* _Статья_
А вот как описал армию известный командир, генерал-лейтенант Александр Лебедь: «Здесь могут обозвать собакой, / Отнять достоинство и честь, / Но мы, в душе послав всех на …, / Всегда спокойно скажем: „Есть!“» [Лебедь 1995: 39].
Для меня армейская жизнь ограничилась трехмесячными военными сборами. Поэтому сначала я вообще не планировал писать очерк о солдатской службе. Но во время работы над книгой внезапно обнаружился уникальный источник – письма из армии, которые посылал родителям в 1983–1985 годах петербургский историк и журналист Даниил Коцюбинский. Мне представляется, что по своему значению этот до сих пор не изданный источник [Коцюбинский, рукопись] о службе восьмидесятых сопоставим с дневниками Анатолия Черняева и Игоря Дедкова, а потому я (с любезного позволения автора) прибегну к обильному цитированию, лишь изредка прерываемому моими комментариями.
Вот самое первое знакомство с армией восемнадцатилетнего ленинградца: «Пишу из поезда, в котором странно воняет сортиром <…>. Нас, естественно, никто не кормит, но, как ни странно, еда у всех не кончается». Во время дальнейшей службы с едой дела обстояли уже не столь благополучно. «С 6 утра до 11 ночи я был в кухонном наряде <…>. Обглодал тайком косточку, которая, вообще-то, предназначалась в свинарник…» В дальнейшем письма подобных экстраординарных случаев не фиксируют, однако «жрать хочется, как в лагере», отмечает все же молодой солдат. И вот общий вывод о питании: «Солдатский общепит – это параша. Все вареное, водянистое, несоленое. Жареная – только рыба, которую противно даже видеть». А вот вывод частный: «Хочу вам пожаловаться на наш хлеб (черный). Это хуже отрубей. Жуешь – как будто воздух с дурным привкусом. Как это я не ценил наш хлебушек за 14 коп.?» Замечу попутно, что у меня на военных сборах хлеб был обычный, вкусный, с псковского хлебозавода (сам его однажды привозил), и голода я никогда не испытывал, но в целом питание было «кашеобразное»: набить желудок, и только.

* _Собранные данные_
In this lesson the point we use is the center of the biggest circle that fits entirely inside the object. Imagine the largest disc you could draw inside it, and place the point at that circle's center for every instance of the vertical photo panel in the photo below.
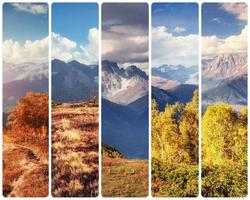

* _Задания_
(A) Согласуются ли с очерком об армейской службе следующие утверждения? Для каждого ответьте «да» или «нет» и приведите точной цитатой слова очерка, которые это решают. (i) Собственная армейская жизнь автора продлилась два года. (ii) Письма Даниила Коцюбинского из армии до сих пор не изданы. (iii) На военных сборах у автора хлеб был с псковского хлебозавода.
(B) Продолжите очерк об армейской службе, начав сразу после его последнего предложения.

* _Ответы по порядку_
(A)
(i) Нет: «Для меня армейская жизнь ограничилась трехмесячными военными сборами».
(ii) Да: «этот до сих пор не изданный источник».
(iii) Да: «у меня на военных сборах хлеб был обычный, вкусный, с псковского хлебозавода».

(B)
Не менее яркие впечатления производит воровство. В одном из первых же писем отмечается: «У меня стибрили: 1) бритву и К°, 2) конверты и К°, 3) голубой свитер (его просто сняли с меня в туалете). Правда, выдали нам форму, но мне сдается, что в ней еще в 907 г. ходили на Царьград». Чуть позже процесс получил развитие: «На каждом углу стоят пачки „дедов“, которые допрашивают тебя на предмет денег и курева. Особенно не повезло джинсатым: они в один миг оказались в каких-то портках защитного цвета, и их же укорял майор за то, что они отдали штаны». «Затем какой-то „южный“ отдубасил моего соседа, требуя денег, но тот не дал. Затем сквозь сон я видел, как он рылся в моей сумке, но, видно, ничего не нашел. Хотя у меня пропали катушка и ручка». Понятно, что в контрактной армии с хорошими заработками подобного мелкого воровства быть не может, но призывная армия фактически вынуждала солдат поживиться всем, что плохо лежит.
Поначалу воровство шокирует новичка. Но со временем армейский образ жизни затягивает, по всей видимости, каждого, кто хочет, так или иначе, выжить. В одном письме читаем:
Как-то начальство решило искоренить воровство путем ликвидации наших «лишних» вещей; все их снесли в сушилку, чтобы каждый забрал, что ему надо оттуда, а остальное выбросил. Так вот до чего я дошел: увидел, что в сушилке валяется пачка бритв, и взял ее. Но это не единственное: я еще вытащил из чьего-то мешка конверт и бумагу, на которой теперь вам пишу <…>. А в столовой я украл банку консервов и брикет яблочного киселя, а еще регулярно ворую кусочки сахара и мяса, если удается.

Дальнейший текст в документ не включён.